Problem requirements » Reproduce each line exactly. Skip none.

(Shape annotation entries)
****************************************
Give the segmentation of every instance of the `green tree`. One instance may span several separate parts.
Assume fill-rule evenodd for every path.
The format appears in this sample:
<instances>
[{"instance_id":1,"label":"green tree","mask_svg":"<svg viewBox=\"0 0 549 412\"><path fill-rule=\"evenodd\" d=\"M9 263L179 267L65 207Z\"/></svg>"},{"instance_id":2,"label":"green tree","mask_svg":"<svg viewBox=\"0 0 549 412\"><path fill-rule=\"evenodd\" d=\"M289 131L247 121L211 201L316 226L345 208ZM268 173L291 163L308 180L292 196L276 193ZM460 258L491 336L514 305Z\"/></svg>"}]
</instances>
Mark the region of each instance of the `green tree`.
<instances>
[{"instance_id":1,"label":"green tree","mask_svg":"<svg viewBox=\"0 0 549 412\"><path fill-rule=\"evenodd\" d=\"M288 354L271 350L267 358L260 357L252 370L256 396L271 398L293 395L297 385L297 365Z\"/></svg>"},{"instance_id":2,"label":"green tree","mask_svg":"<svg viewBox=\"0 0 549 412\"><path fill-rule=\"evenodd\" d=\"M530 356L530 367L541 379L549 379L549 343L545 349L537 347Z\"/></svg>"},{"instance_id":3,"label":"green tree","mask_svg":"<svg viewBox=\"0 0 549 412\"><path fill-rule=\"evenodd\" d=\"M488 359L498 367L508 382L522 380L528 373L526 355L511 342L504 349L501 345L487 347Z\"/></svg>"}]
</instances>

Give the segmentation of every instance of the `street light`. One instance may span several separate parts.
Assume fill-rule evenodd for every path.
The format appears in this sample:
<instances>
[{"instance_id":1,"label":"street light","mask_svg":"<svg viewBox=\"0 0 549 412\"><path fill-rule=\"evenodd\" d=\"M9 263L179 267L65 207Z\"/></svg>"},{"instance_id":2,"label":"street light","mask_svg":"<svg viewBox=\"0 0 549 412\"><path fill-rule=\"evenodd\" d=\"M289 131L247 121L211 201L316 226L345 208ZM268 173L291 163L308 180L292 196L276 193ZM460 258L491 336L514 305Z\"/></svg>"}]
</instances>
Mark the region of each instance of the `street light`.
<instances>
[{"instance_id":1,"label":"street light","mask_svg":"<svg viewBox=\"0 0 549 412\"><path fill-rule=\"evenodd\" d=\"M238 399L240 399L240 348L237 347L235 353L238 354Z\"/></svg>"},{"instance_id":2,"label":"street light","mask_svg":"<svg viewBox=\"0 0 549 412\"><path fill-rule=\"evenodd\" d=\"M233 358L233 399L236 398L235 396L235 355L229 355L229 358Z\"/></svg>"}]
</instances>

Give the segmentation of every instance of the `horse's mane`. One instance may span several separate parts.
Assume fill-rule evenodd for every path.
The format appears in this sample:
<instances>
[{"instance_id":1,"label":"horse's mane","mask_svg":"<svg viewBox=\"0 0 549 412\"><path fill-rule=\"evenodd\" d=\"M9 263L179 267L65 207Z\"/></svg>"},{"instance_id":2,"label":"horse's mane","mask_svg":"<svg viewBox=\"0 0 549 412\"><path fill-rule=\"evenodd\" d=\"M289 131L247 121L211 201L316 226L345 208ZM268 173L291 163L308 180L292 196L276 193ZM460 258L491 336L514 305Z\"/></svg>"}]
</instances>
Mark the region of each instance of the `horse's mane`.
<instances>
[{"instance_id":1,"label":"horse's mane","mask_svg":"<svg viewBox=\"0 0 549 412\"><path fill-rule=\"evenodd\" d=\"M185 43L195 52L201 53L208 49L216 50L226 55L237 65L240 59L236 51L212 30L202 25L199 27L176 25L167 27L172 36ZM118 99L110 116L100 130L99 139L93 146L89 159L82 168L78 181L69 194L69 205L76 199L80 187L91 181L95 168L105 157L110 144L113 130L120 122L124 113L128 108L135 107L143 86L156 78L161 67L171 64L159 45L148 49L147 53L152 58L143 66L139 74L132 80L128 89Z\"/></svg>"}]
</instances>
****************************************
Reply to the task »
Give the segmentation of every instance of the `green tree`. One instance may span several separate parts.
Assume fill-rule evenodd for every path.
The format appears in this sample:
<instances>
[{"instance_id":1,"label":"green tree","mask_svg":"<svg viewBox=\"0 0 549 412\"><path fill-rule=\"evenodd\" d=\"M9 263L179 267L65 207Z\"/></svg>"},{"instance_id":2,"label":"green tree","mask_svg":"<svg viewBox=\"0 0 549 412\"><path fill-rule=\"evenodd\" d=\"M289 131L247 121L211 201L316 226L345 208ZM268 173L291 163L308 180L292 196L276 193ZM460 258L491 336L514 305Z\"/></svg>"}]
</instances>
Mark the region of each instance of the `green tree`.
<instances>
[{"instance_id":1,"label":"green tree","mask_svg":"<svg viewBox=\"0 0 549 412\"><path fill-rule=\"evenodd\" d=\"M288 354L271 350L267 358L260 357L252 370L256 396L271 398L293 395L297 385L297 365Z\"/></svg>"},{"instance_id":2,"label":"green tree","mask_svg":"<svg viewBox=\"0 0 549 412\"><path fill-rule=\"evenodd\" d=\"M530 356L530 367L541 379L549 379L549 343L545 349L537 347Z\"/></svg>"},{"instance_id":3,"label":"green tree","mask_svg":"<svg viewBox=\"0 0 549 412\"><path fill-rule=\"evenodd\" d=\"M488 359L498 367L508 382L522 380L528 373L526 355L511 342L504 349L501 345L487 347Z\"/></svg>"}]
</instances>

Give the segmentation of every instance of the `street light`. One instance may span several separate parts.
Assume fill-rule evenodd for every path.
The format appears in this sample:
<instances>
[{"instance_id":1,"label":"street light","mask_svg":"<svg viewBox=\"0 0 549 412\"><path fill-rule=\"evenodd\" d=\"M9 263L179 267L65 207Z\"/></svg>"},{"instance_id":2,"label":"street light","mask_svg":"<svg viewBox=\"0 0 549 412\"><path fill-rule=\"evenodd\" d=\"M289 131L247 121L211 201L316 226L345 208ZM268 173L291 163L308 180L292 196L276 193ZM460 258L491 336L514 305Z\"/></svg>"}]
</instances>
Mark the region of each instance of the `street light`.
<instances>
[{"instance_id":1,"label":"street light","mask_svg":"<svg viewBox=\"0 0 549 412\"><path fill-rule=\"evenodd\" d=\"M238 399L240 399L240 348L237 347L235 353L238 354Z\"/></svg>"},{"instance_id":2,"label":"street light","mask_svg":"<svg viewBox=\"0 0 549 412\"><path fill-rule=\"evenodd\" d=\"M233 358L233 399L236 398L235 396L235 355L229 355L229 358Z\"/></svg>"}]
</instances>

Give the segmentation of every instance of the `horse's mane`. One instance may span several separate parts.
Assume fill-rule evenodd for every path.
The format appears in this sample:
<instances>
[{"instance_id":1,"label":"horse's mane","mask_svg":"<svg viewBox=\"0 0 549 412\"><path fill-rule=\"evenodd\" d=\"M9 263L179 267L65 207Z\"/></svg>"},{"instance_id":2,"label":"horse's mane","mask_svg":"<svg viewBox=\"0 0 549 412\"><path fill-rule=\"evenodd\" d=\"M289 131L247 121L211 201L316 226L345 208ZM268 173L291 163L308 180L292 196L276 193ZM460 258L491 336L514 305Z\"/></svg>"}]
</instances>
Mark the region of each instance of the `horse's mane`.
<instances>
[{"instance_id":1,"label":"horse's mane","mask_svg":"<svg viewBox=\"0 0 549 412\"><path fill-rule=\"evenodd\" d=\"M185 43L195 52L201 53L208 49L216 50L226 55L237 65L240 59L236 51L212 30L202 25L199 27L176 25L167 27L172 36ZM118 99L110 116L100 130L99 139L93 146L89 159L82 168L78 181L69 194L69 205L76 199L80 187L91 181L95 168L105 157L110 144L113 130L120 122L124 113L128 108L135 107L143 86L156 78L161 67L171 64L159 45L148 49L147 53L152 58L143 66L139 74L132 80L128 89Z\"/></svg>"}]
</instances>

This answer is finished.